Given request. From the line with "In this exercise you will indicate the teal" down to the final line of the material below, quote every line exactly and leave out all lines before it.

Data to use.
============================================================
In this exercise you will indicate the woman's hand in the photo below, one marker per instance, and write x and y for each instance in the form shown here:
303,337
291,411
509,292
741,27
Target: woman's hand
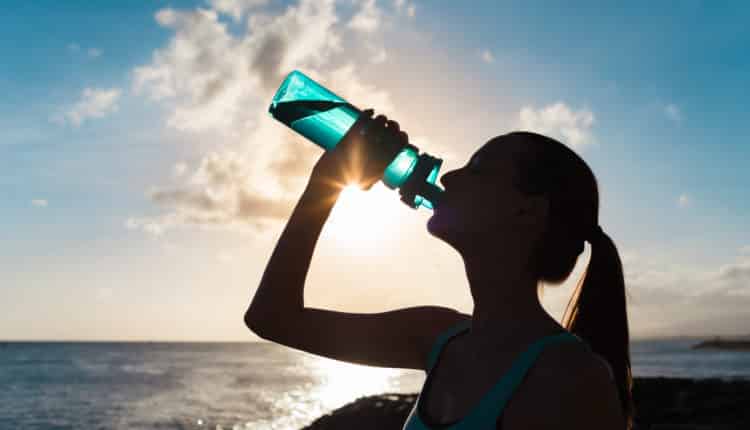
362,154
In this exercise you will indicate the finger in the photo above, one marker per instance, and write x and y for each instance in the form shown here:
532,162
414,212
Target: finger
392,125
363,121
403,136
379,121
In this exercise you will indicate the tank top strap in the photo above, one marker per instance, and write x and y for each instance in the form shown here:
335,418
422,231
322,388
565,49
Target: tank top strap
492,405
442,339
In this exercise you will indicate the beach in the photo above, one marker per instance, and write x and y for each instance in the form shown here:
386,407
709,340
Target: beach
661,403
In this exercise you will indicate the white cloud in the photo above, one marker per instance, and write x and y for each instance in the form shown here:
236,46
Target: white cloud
487,56
659,292
214,81
179,169
367,19
402,6
673,112
236,8
558,120
94,103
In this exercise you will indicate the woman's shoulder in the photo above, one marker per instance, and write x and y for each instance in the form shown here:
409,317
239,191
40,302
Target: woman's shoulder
570,380
571,359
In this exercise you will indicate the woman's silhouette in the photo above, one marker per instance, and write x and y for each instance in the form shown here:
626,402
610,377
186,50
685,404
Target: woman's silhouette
518,214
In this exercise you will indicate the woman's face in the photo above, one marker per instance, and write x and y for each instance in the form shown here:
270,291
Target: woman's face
480,204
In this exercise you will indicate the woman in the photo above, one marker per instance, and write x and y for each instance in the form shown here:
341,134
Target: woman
518,214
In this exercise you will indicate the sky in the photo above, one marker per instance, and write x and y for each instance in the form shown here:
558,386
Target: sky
144,184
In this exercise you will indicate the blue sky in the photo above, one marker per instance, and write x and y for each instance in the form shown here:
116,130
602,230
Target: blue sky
109,135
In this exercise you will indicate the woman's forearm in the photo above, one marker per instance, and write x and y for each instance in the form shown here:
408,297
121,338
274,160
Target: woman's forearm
281,289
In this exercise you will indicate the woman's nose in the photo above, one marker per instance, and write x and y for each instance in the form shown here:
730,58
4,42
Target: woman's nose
447,178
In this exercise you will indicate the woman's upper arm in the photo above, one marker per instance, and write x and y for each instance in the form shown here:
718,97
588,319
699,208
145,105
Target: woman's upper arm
400,338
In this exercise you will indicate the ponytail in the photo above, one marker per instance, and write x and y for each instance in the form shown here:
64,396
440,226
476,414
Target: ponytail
597,310
597,313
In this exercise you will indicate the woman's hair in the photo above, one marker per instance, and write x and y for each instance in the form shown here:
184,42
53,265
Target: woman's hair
597,310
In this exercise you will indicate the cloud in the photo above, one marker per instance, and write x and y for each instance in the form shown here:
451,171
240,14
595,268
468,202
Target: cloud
91,52
402,6
487,56
673,112
236,8
572,127
367,19
179,169
94,103
217,83
668,297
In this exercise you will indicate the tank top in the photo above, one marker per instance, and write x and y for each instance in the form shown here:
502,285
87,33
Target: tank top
485,414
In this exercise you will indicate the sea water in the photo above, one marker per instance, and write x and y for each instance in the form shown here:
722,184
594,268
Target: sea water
236,385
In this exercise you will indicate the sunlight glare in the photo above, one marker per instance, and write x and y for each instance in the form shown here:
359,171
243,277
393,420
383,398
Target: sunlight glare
342,382
362,220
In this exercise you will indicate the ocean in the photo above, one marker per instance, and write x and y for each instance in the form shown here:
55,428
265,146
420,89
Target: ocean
235,385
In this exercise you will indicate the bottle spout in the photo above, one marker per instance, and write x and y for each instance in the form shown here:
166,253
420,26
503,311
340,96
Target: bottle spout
433,194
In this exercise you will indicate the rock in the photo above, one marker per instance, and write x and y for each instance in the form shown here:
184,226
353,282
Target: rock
661,404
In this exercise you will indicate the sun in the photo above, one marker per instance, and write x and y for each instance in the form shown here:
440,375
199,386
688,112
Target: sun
361,221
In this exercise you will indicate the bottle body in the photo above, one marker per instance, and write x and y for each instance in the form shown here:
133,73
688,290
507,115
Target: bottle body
324,118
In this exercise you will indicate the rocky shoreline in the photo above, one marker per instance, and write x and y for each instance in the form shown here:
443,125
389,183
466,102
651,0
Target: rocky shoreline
724,344
662,404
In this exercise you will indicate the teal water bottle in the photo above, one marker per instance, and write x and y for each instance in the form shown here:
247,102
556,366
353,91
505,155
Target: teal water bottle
323,117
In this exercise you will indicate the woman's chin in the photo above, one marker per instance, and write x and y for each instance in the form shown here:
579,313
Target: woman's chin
438,226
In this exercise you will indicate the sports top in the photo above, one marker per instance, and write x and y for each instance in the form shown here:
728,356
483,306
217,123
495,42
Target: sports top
487,413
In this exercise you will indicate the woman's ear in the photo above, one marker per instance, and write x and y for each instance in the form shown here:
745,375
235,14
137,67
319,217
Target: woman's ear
534,209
============================================================
Solved problem.
In this exercise you will indicate the teal water bottle in the photo above, one marker per instance, and write x and y for each instance in the form shown here:
247,102
556,366
353,91
505,155
Target: teal water bottle
323,117
In this exercise you will indicate the woman's chin in the photo above, one marker per instance, and write x and y for each instance in the form shown here:
579,313
Target: woman's chin
438,226
In this exercise you will indicate the sports top in the photo above, one marker per instance, and write x and y for each instance in the form shown here:
728,356
483,306
217,123
495,42
Target: sports top
487,413
In this exercise you will indicate the woman's ear in the photo above, one marker per instance, and write x and y for each instance in the form shown here:
745,375
235,14
137,67
319,217
Target: woman's ear
534,209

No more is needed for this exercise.